▶ [Problem statement] Starting with the line with "[point] every instance of the blue" and going on through the end of the items, rewrite every line, keeping each non-answer line unchanged and scaling each x and y coordinate in the answers by 0.95, rounded to whole numbers with halves rounded up. Give only those lines.

▶ [Data listing]
━━━━━━━━━━━━━━━━━━━━━━━━━━━━━━

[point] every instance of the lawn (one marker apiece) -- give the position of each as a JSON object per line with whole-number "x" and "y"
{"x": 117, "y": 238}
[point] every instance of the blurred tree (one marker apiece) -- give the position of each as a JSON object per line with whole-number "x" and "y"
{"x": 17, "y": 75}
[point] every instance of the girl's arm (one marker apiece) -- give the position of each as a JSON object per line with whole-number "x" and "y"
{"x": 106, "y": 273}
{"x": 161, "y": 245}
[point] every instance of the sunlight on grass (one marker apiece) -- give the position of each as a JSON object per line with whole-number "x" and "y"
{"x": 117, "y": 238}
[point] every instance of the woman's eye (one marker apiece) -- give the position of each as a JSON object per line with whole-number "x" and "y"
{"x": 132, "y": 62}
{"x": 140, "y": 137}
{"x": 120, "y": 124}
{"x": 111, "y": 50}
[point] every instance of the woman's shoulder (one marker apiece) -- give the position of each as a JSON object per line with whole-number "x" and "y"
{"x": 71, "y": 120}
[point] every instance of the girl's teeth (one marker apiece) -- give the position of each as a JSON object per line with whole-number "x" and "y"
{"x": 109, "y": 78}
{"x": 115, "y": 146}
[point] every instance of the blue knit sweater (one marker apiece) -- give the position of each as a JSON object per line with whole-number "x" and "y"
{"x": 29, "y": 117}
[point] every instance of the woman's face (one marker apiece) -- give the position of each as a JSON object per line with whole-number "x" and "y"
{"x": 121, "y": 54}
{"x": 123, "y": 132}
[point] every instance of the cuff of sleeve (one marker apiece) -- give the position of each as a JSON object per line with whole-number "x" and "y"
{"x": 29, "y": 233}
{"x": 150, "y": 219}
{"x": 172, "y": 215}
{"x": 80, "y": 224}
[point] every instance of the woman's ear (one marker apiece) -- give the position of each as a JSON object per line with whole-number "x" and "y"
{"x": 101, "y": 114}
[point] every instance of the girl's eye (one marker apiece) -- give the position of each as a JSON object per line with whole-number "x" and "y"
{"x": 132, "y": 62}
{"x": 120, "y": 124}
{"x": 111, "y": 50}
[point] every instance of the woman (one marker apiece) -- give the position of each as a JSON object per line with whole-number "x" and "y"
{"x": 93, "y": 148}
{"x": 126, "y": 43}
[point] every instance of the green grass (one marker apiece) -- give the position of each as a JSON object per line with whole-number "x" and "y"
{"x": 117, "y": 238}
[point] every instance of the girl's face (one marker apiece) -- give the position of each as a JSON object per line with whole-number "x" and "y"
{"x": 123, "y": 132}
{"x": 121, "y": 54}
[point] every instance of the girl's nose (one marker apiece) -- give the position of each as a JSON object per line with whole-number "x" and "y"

━━━━━━━━━━━━━━━━━━━━━━━━━━━━━━

▶ [Solution for this exercise]
[point] every instance of the blue knit sweater (one marker apiece) -- give the position of each as a JSON object per line with whole-number "x" and "y"
{"x": 28, "y": 111}
[point] every instance of the woman's face (one marker apiece) -- give the position of each as a JSON object per line with whole-number "x" and "y"
{"x": 115, "y": 51}
{"x": 117, "y": 125}
[point] every instance of the cuff of sleeve (one marker apiece) -- give the position of each as a JSON object per line with whole-number "x" and "y"
{"x": 28, "y": 221}
{"x": 143, "y": 208}
{"x": 163, "y": 204}
{"x": 76, "y": 213}
[point] every instance of the woman's ear (one marker apiece) -- give the position of each as a JSON object per line with whole-number "x" and "y"
{"x": 96, "y": 108}
[point] every instance of the girl's eye (one marker apiece) -- give the position of each as a JSON object per line with whole-number "x" and "y"
{"x": 125, "y": 59}
{"x": 114, "y": 118}
{"x": 105, "y": 48}
[point] every instance of the woman (one marker apiece) -- give the position of each as a JSON object per line with whole-number "x" and "y"
{"x": 88, "y": 141}
{"x": 120, "y": 41}
[point] every instance of the green grass (one marker apiece) -- give the position of each as a JSON object per line with whole-number "x" and "y"
{"x": 111, "y": 226}
[point] every instance of the girl's face (one marker apiece) -- give the position of each as a JSON object per line with whole-number "x" and "y"
{"x": 117, "y": 125}
{"x": 115, "y": 51}
[point] every instance of the girl's nose (one marker apiece) -- give the position of each as a JSON object per line with whole-number "x" and "y"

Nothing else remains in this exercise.